Pull out, word for word, every line from the start of the entries below up to and including the line that contains "Outline every instance of the green".

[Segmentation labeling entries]
^^^^

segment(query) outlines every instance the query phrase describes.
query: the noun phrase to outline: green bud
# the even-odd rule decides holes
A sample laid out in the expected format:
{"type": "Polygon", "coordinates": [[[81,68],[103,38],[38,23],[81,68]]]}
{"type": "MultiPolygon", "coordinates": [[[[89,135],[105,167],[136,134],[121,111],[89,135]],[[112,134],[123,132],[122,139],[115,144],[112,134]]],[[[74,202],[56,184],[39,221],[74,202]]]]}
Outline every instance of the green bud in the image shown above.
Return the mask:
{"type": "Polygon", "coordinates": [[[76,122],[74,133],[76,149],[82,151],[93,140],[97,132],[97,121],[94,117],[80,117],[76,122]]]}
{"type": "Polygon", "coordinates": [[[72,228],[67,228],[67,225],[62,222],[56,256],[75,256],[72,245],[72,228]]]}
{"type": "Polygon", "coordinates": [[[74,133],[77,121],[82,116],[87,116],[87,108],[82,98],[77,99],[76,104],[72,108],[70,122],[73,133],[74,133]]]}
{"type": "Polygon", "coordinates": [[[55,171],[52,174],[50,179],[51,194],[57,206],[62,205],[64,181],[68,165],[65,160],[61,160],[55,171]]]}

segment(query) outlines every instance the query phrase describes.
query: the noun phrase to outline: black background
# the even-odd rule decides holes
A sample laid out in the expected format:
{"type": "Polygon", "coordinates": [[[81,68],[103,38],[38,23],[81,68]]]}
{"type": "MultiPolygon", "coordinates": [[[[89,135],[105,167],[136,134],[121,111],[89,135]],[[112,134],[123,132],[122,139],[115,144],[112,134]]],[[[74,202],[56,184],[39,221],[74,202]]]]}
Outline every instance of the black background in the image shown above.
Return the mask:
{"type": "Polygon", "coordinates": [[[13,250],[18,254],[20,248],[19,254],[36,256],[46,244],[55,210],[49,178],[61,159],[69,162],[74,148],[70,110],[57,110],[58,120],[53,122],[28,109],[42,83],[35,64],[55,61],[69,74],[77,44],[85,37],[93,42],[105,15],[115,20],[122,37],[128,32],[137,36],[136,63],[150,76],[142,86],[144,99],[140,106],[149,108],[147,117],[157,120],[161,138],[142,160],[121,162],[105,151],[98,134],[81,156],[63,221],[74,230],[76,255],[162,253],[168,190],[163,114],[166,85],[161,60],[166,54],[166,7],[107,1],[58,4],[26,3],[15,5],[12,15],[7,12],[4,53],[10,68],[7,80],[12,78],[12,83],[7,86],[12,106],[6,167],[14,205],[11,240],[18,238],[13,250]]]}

^^^^

> **Response below**:
segment(query) outlines every instance the query phrase describes.
query: the noun phrase to outline: green bud
# the even-odd rule decides holes
A sample laid out in the expected format:
{"type": "Polygon", "coordinates": [[[81,68],[103,38],[38,23],[81,68]]]}
{"type": "MultiPolygon", "coordinates": [[[[89,135],[105,167],[136,134],[121,111],[89,135]],[[112,134],[123,132],[122,139],[115,144],[112,134]]],[[[74,202],[56,184],[39,221],[74,202]]]]}
Outline every instance of the green bud in the image shown above.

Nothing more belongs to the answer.